**PROMPT:**
Your task is to copy the lines of the data below from the line holding "Target: tram window" through the line holding "Sample: <point>317,1158</point>", inclusive, exactly and with nothing added.

··· EXERCISE INPUTS ···

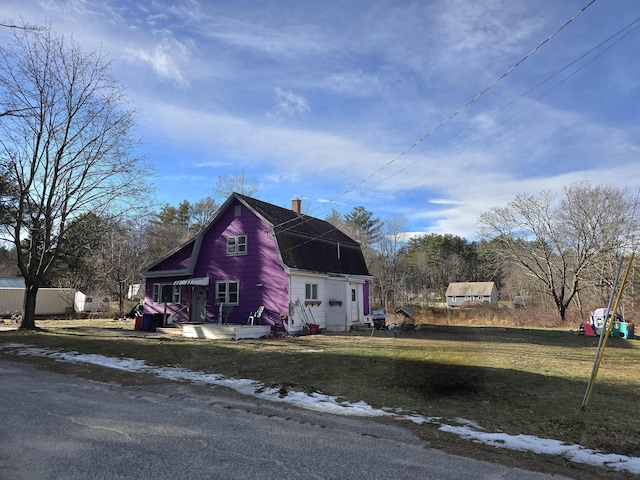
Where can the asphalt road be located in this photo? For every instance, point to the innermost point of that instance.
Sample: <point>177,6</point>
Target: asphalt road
<point>58,427</point>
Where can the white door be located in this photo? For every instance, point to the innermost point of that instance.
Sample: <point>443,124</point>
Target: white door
<point>354,304</point>
<point>336,307</point>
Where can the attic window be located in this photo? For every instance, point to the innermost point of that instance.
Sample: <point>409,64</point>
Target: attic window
<point>236,245</point>
<point>311,291</point>
<point>165,293</point>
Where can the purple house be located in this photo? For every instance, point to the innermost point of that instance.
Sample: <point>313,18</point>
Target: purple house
<point>253,254</point>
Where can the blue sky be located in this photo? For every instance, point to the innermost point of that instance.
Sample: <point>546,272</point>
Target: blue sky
<point>343,103</point>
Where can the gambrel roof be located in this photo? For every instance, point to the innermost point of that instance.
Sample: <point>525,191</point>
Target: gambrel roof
<point>304,242</point>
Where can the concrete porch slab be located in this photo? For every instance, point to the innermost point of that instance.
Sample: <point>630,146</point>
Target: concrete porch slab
<point>230,332</point>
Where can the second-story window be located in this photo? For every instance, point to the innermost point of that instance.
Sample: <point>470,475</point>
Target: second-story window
<point>236,245</point>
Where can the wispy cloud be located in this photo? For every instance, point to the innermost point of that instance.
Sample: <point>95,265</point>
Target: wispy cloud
<point>289,103</point>
<point>163,59</point>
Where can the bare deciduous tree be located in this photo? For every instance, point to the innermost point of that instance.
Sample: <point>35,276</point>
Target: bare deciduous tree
<point>561,240</point>
<point>68,149</point>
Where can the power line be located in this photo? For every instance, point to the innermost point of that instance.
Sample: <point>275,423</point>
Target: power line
<point>450,117</point>
<point>467,104</point>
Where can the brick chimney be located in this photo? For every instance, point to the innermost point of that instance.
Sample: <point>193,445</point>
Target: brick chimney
<point>296,205</point>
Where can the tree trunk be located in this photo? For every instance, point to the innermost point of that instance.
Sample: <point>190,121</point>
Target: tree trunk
<point>29,308</point>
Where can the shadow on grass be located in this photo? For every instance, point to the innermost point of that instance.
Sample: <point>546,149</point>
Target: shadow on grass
<point>499,399</point>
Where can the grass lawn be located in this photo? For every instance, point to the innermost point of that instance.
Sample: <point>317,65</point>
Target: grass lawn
<point>511,380</point>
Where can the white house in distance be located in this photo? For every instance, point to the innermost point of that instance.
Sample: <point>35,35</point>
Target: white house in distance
<point>471,292</point>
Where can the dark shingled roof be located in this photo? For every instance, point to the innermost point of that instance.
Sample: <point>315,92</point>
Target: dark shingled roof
<point>308,243</point>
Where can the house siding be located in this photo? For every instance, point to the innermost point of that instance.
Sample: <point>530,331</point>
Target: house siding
<point>472,292</point>
<point>285,250</point>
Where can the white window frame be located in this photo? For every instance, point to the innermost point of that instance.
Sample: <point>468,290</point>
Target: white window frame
<point>236,245</point>
<point>156,297</point>
<point>227,296</point>
<point>311,291</point>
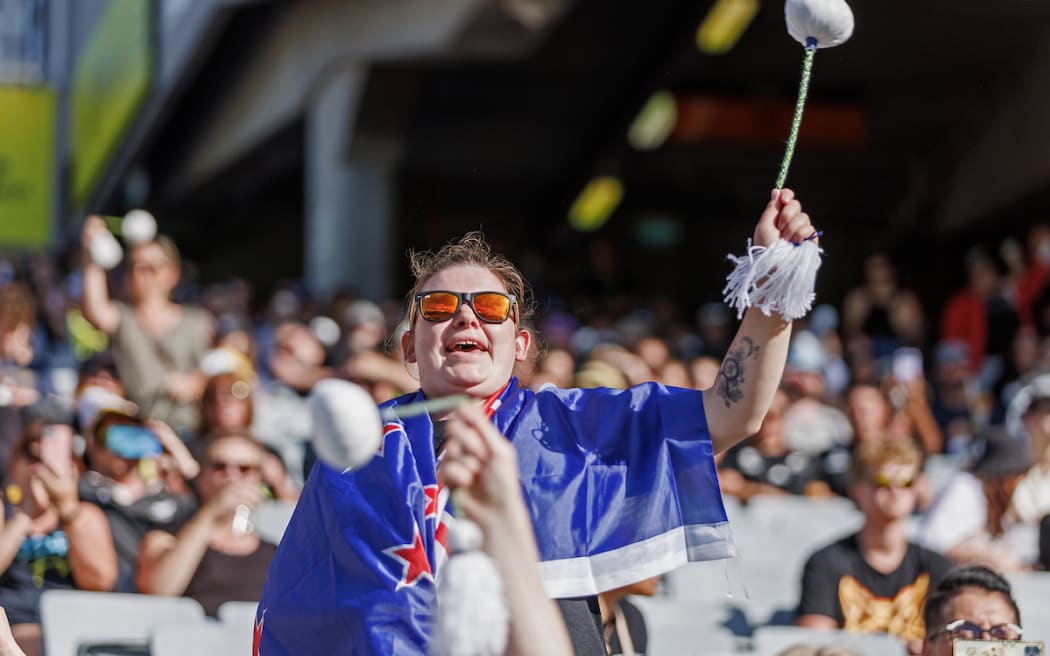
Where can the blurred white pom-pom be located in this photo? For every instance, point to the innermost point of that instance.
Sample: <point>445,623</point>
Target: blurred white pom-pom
<point>347,425</point>
<point>105,251</point>
<point>326,330</point>
<point>830,22</point>
<point>471,615</point>
<point>138,227</point>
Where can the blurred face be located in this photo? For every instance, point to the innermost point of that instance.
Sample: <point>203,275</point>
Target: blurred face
<point>150,272</point>
<point>1037,425</point>
<point>229,406</point>
<point>974,606</point>
<point>888,493</point>
<point>868,411</point>
<point>229,460</point>
<point>464,355</point>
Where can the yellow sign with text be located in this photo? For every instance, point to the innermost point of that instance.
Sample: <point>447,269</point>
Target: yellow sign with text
<point>26,166</point>
<point>109,83</point>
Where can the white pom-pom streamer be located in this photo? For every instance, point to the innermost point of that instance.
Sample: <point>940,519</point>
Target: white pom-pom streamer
<point>105,251</point>
<point>138,227</point>
<point>827,22</point>
<point>347,425</point>
<point>779,278</point>
<point>471,617</point>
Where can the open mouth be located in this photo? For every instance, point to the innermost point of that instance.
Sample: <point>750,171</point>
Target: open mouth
<point>465,345</point>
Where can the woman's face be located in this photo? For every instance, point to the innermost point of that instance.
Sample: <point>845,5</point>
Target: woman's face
<point>464,355</point>
<point>229,406</point>
<point>229,460</point>
<point>150,272</point>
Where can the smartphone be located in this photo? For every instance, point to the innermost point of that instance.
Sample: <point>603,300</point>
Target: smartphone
<point>56,448</point>
<point>132,441</point>
<point>907,364</point>
<point>996,648</point>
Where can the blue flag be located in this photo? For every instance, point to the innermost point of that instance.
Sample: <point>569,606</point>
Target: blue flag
<point>629,474</point>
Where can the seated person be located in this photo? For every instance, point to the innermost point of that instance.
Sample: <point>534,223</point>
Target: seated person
<point>126,477</point>
<point>215,556</point>
<point>972,604</point>
<point>48,538</point>
<point>875,580</point>
<point>764,465</point>
<point>969,519</point>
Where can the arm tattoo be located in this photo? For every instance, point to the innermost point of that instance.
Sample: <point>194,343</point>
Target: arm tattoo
<point>731,376</point>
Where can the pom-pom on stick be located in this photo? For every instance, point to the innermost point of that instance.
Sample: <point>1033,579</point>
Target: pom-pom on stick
<point>815,24</point>
<point>138,227</point>
<point>471,617</point>
<point>347,426</point>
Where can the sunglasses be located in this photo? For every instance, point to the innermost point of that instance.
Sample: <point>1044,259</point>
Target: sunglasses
<point>886,482</point>
<point>969,631</point>
<point>242,468</point>
<point>489,307</point>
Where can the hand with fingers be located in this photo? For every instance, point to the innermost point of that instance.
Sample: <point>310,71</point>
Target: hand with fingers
<point>481,463</point>
<point>783,218</point>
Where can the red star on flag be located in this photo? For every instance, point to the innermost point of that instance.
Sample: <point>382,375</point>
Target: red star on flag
<point>257,634</point>
<point>414,561</point>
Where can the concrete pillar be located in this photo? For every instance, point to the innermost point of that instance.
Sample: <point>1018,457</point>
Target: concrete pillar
<point>349,192</point>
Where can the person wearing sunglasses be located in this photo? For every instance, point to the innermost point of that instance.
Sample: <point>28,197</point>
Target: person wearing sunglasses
<point>621,484</point>
<point>216,555</point>
<point>875,580</point>
<point>971,602</point>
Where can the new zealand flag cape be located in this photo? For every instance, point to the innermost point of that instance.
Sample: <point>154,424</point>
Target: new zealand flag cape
<point>621,485</point>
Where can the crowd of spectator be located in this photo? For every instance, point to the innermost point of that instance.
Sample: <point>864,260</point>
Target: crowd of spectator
<point>142,419</point>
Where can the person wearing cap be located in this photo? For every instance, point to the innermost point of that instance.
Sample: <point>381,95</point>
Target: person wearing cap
<point>126,478</point>
<point>49,540</point>
<point>156,342</point>
<point>969,520</point>
<point>1031,409</point>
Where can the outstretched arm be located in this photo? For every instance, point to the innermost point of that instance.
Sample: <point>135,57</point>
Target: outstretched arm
<point>98,309</point>
<point>754,364</point>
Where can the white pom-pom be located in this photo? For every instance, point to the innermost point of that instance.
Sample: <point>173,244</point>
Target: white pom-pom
<point>779,278</point>
<point>471,617</point>
<point>138,227</point>
<point>105,251</point>
<point>827,22</point>
<point>347,425</point>
<point>326,330</point>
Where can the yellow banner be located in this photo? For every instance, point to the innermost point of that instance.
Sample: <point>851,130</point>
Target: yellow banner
<point>26,166</point>
<point>109,83</point>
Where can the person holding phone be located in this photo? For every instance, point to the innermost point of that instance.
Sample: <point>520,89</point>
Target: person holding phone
<point>128,479</point>
<point>215,556</point>
<point>48,538</point>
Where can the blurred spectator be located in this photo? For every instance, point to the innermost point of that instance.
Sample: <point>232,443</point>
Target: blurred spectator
<point>881,311</point>
<point>983,316</point>
<point>624,626</point>
<point>811,424</point>
<point>952,385</point>
<point>969,604</point>
<point>1033,281</point>
<point>968,520</point>
<point>714,323</point>
<point>158,343</point>
<point>875,580</point>
<point>762,464</point>
<point>49,540</point>
<point>215,556</point>
<point>557,367</point>
<point>125,479</point>
<point>1031,499</point>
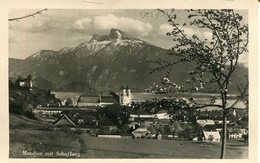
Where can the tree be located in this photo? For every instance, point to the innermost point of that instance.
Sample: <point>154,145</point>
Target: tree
<point>217,56</point>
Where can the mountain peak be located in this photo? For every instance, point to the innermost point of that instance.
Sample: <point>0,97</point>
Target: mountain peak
<point>114,34</point>
<point>117,34</point>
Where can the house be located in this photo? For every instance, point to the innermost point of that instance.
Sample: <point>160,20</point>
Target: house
<point>140,133</point>
<point>211,136</point>
<point>85,100</point>
<point>24,83</point>
<point>162,116</point>
<point>203,123</point>
<point>64,121</point>
<point>125,96</point>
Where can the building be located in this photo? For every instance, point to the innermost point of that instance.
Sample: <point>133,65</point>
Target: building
<point>64,121</point>
<point>211,136</point>
<point>85,101</point>
<point>24,83</point>
<point>125,96</point>
<point>140,133</point>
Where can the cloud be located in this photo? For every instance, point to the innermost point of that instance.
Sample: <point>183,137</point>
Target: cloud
<point>164,28</point>
<point>82,23</point>
<point>201,34</point>
<point>126,24</point>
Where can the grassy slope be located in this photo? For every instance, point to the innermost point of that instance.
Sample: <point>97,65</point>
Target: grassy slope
<point>31,135</point>
<point>125,148</point>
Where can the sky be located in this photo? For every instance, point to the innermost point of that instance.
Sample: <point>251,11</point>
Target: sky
<point>58,28</point>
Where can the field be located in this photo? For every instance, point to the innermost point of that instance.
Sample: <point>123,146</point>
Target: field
<point>32,138</point>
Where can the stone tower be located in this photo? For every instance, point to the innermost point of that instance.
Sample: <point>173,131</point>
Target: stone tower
<point>125,96</point>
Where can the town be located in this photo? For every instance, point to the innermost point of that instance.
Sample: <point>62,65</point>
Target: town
<point>139,115</point>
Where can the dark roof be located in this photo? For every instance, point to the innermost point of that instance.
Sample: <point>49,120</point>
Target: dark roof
<point>97,99</point>
<point>64,120</point>
<point>209,128</point>
<point>89,99</point>
<point>105,121</point>
<point>108,99</point>
<point>199,97</point>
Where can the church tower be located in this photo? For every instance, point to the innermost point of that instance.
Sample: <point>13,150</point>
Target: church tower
<point>125,96</point>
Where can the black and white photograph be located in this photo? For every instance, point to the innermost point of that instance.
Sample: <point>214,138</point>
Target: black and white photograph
<point>128,83</point>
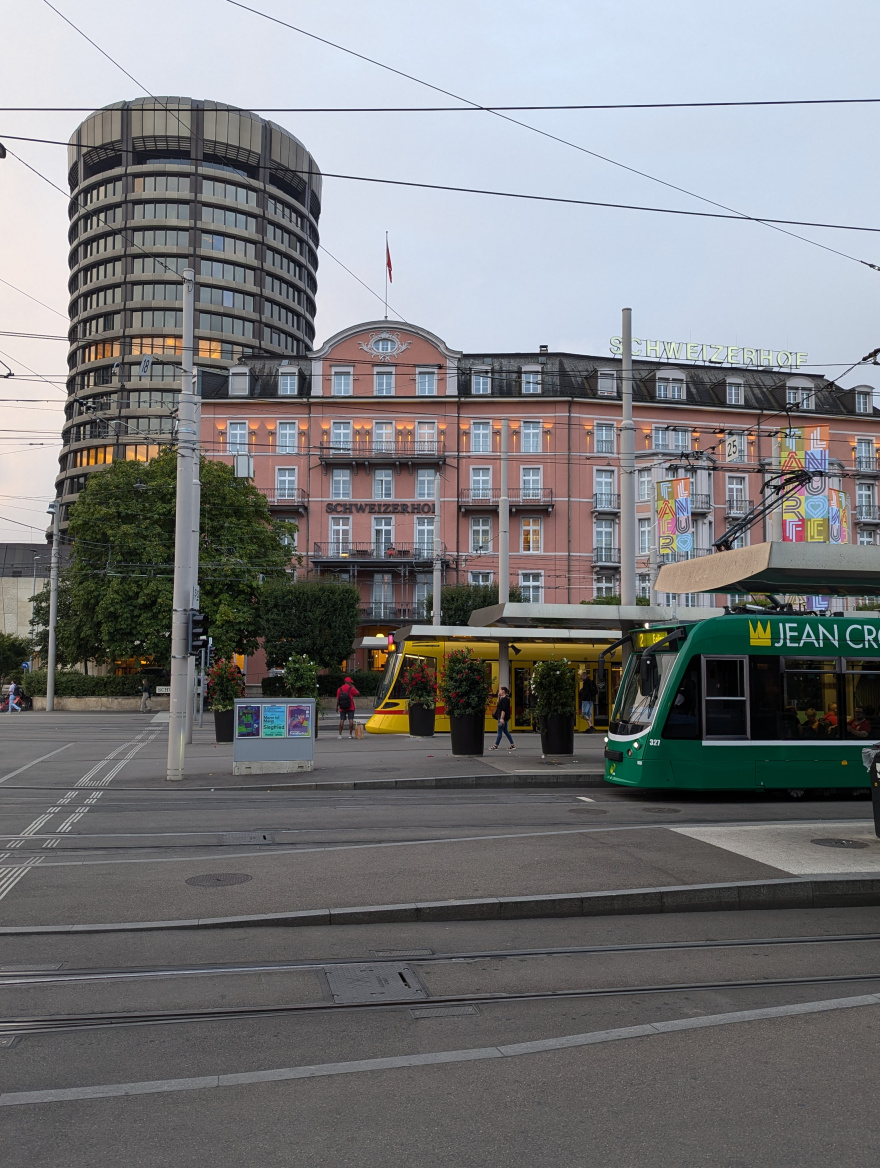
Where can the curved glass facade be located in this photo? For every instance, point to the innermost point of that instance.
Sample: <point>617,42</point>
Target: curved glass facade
<point>157,186</point>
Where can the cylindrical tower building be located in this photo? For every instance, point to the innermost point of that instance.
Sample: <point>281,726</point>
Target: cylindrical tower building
<point>159,185</point>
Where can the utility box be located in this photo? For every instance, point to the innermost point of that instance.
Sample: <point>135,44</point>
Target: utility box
<point>274,735</point>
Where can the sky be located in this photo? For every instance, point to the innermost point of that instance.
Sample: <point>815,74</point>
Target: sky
<point>483,272</point>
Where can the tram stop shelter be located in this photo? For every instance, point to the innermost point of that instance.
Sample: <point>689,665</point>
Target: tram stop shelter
<point>811,569</point>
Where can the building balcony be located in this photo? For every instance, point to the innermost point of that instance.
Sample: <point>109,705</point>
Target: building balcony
<point>867,513</point>
<point>373,555</point>
<point>389,612</point>
<point>368,452</point>
<point>518,499</point>
<point>735,508</point>
<point>290,499</point>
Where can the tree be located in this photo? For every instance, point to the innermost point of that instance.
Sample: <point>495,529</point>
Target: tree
<point>13,652</point>
<point>459,600</point>
<point>115,597</point>
<point>312,618</point>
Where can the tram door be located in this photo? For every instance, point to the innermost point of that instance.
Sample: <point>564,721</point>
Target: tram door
<point>522,697</point>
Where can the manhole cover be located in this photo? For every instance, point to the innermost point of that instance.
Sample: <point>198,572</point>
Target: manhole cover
<point>840,843</point>
<point>387,982</point>
<point>219,880</point>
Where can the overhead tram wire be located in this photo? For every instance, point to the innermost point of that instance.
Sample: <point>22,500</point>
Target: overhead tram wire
<point>548,199</point>
<point>544,133</point>
<point>492,106</point>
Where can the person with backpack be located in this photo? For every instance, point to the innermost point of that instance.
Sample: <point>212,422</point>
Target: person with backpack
<point>345,704</point>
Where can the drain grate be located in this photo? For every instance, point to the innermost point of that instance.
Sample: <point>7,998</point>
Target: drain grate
<point>840,843</point>
<point>219,880</point>
<point>402,952</point>
<point>443,1012</point>
<point>353,984</point>
<point>29,968</point>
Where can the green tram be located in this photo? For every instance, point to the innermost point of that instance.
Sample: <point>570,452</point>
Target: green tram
<point>774,702</point>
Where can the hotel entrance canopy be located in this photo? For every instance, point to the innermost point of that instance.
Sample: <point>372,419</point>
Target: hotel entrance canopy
<point>813,569</point>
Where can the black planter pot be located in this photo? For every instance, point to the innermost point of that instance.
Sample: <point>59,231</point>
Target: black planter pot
<point>223,724</point>
<point>558,734</point>
<point>468,732</point>
<point>421,721</point>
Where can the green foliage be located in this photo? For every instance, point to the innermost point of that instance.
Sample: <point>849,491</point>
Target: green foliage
<point>13,651</point>
<point>312,618</point>
<point>615,599</point>
<point>80,685</point>
<point>115,598</point>
<point>224,685</point>
<point>300,678</point>
<point>459,600</point>
<point>465,683</point>
<point>420,686</point>
<point>555,687</point>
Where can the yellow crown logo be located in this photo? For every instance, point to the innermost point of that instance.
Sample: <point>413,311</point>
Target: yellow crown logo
<point>759,633</point>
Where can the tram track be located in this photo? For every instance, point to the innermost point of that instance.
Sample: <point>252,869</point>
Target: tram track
<point>74,1022</point>
<point>37,977</point>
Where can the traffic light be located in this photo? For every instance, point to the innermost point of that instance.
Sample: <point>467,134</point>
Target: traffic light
<point>198,632</point>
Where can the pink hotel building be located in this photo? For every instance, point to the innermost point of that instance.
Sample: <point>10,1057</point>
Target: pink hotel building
<point>347,440</point>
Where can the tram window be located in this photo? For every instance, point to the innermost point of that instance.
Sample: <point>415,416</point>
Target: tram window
<point>725,689</point>
<point>766,720</point>
<point>684,717</point>
<point>810,699</point>
<point>863,701</point>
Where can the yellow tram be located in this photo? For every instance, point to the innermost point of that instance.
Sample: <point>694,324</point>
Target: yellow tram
<point>526,646</point>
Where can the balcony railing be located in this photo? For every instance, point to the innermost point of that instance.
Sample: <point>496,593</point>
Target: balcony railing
<point>867,513</point>
<point>347,550</point>
<point>383,449</point>
<point>700,502</point>
<point>284,496</point>
<point>517,496</point>
<point>389,610</point>
<point>735,508</point>
<point>607,555</point>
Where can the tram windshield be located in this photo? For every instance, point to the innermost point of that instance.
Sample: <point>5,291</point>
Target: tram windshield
<point>633,709</point>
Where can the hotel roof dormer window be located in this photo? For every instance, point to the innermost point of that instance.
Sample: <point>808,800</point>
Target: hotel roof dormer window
<point>480,381</point>
<point>670,389</point>
<point>341,382</point>
<point>799,391</point>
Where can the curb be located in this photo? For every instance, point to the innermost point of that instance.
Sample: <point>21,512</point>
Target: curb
<point>444,783</point>
<point>798,892</point>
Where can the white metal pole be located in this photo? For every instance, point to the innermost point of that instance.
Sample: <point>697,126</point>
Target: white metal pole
<point>628,470</point>
<point>504,556</point>
<point>437,581</point>
<point>53,609</point>
<point>182,599</point>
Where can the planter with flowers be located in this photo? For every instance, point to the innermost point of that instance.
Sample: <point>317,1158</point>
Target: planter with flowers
<point>465,688</point>
<point>555,688</point>
<point>224,685</point>
<point>420,688</point>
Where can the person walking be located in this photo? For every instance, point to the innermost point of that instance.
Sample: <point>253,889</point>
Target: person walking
<point>587,695</point>
<point>503,716</point>
<point>345,706</point>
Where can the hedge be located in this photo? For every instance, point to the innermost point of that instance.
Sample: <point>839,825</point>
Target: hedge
<point>366,682</point>
<point>80,685</point>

···

**EXPECTED ANSWER:**
Target: tram window
<point>725,689</point>
<point>766,720</point>
<point>684,717</point>
<point>810,699</point>
<point>863,701</point>
Where can the yellow tram be located in this photo? For every instance, point to the innermost point of that instance.
Sample: <point>694,324</point>
Target: yellow tram
<point>526,646</point>
Where can the balcony railing be located in this photo? For every instance, point to the innermost point of that instance.
Sample: <point>496,593</point>
Target: balcony railing
<point>867,513</point>
<point>347,550</point>
<point>383,449</point>
<point>700,502</point>
<point>284,496</point>
<point>517,496</point>
<point>389,610</point>
<point>735,508</point>
<point>607,555</point>
Where can the tram windshield be located in this photo? For every instance, point to the innermost point of that instance.
Sample: <point>5,291</point>
Target: tram windshield
<point>633,709</point>
Where can the hotel roof dormer window be located in this photo? For every instance, point to the innermost point of that instance.
Sample: <point>808,800</point>
Target: hotel roof dormer window
<point>480,381</point>
<point>670,389</point>
<point>341,382</point>
<point>799,391</point>
Where can the curb be located in this photo? For every instance, point to the innermost point of that instance.
Sample: <point>21,512</point>
Target: curb
<point>444,783</point>
<point>798,892</point>
Where can the white metal pole be located in this photo? For every instance, point to the innermost point of that instance.
Sample: <point>697,126</point>
Target: white metal pole
<point>628,470</point>
<point>504,556</point>
<point>437,581</point>
<point>53,609</point>
<point>182,599</point>
Where can the planter with flowers be located in this photo? For every instance, point to the innermost point of that instance.
Sample: <point>317,1158</point>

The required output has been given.